▸ Work order
Word for word, retype the tail of the data below, starting with the line that has "Segment out wooden" and including the last line.

▸ Data extracts
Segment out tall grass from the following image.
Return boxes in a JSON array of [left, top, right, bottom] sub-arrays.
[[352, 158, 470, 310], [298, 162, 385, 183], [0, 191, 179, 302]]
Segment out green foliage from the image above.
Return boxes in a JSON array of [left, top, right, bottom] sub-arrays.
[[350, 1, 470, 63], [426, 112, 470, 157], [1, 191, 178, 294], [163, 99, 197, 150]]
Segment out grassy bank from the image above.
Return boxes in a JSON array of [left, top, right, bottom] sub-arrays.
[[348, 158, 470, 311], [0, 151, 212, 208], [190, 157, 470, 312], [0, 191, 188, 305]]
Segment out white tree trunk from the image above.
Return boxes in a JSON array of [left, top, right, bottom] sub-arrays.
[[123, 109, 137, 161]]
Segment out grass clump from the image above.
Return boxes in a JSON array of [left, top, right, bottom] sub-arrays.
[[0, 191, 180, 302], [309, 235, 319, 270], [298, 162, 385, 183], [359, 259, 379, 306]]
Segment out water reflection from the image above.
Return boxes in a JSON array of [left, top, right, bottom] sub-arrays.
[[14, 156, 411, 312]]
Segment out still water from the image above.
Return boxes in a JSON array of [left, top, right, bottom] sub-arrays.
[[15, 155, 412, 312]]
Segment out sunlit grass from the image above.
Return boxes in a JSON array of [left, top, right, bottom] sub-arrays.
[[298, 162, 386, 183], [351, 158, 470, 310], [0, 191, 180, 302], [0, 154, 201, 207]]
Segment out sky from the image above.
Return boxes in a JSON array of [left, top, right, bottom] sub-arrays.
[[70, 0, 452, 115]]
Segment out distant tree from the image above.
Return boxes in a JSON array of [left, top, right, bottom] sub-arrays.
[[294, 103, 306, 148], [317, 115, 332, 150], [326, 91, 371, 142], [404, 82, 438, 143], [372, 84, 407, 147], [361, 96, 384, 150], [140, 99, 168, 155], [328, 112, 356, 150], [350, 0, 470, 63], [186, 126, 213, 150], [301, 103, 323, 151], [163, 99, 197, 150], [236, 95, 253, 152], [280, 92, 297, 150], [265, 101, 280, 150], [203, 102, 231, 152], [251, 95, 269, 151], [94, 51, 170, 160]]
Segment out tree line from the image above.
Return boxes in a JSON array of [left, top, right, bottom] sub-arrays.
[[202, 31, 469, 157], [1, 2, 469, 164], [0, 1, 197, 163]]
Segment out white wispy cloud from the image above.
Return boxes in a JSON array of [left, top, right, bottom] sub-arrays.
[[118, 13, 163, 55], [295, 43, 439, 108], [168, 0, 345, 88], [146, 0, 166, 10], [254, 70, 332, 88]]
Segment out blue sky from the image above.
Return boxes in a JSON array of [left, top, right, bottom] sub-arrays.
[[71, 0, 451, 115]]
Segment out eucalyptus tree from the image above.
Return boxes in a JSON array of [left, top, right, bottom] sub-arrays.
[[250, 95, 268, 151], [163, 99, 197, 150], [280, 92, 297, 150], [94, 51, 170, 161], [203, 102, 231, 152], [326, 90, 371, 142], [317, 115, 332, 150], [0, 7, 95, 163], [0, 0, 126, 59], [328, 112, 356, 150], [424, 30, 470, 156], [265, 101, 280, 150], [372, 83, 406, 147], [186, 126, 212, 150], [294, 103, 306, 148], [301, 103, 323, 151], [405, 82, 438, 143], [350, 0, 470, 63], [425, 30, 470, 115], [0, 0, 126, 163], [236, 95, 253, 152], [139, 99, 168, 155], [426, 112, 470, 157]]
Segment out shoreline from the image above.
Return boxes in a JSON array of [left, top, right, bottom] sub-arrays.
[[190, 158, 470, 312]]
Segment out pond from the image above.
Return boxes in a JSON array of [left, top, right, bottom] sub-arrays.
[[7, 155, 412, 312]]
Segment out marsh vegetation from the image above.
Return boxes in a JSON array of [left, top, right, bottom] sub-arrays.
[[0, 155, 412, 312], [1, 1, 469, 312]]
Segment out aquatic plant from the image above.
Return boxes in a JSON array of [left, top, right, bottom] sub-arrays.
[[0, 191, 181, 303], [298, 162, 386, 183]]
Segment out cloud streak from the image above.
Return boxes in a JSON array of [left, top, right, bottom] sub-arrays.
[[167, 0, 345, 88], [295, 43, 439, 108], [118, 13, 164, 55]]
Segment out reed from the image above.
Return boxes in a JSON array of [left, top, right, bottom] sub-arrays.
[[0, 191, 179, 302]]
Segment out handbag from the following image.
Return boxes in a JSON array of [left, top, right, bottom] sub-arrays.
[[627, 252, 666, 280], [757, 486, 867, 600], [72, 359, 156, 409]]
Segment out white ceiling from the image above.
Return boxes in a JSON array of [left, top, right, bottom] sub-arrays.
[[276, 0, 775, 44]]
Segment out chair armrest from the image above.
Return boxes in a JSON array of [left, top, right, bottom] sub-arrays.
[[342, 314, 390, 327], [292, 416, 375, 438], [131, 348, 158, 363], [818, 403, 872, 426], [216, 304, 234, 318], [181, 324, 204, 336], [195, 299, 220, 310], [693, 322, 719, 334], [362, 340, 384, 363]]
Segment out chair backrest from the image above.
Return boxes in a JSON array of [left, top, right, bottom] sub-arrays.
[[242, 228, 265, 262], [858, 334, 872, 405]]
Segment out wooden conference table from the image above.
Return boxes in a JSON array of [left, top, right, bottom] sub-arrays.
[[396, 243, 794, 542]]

▸ Solution below
Segment out wooden conference table from the image above.
Return boxes in a JSON array of [left, top, right, bottom] sub-arrays.
[[396, 243, 794, 542]]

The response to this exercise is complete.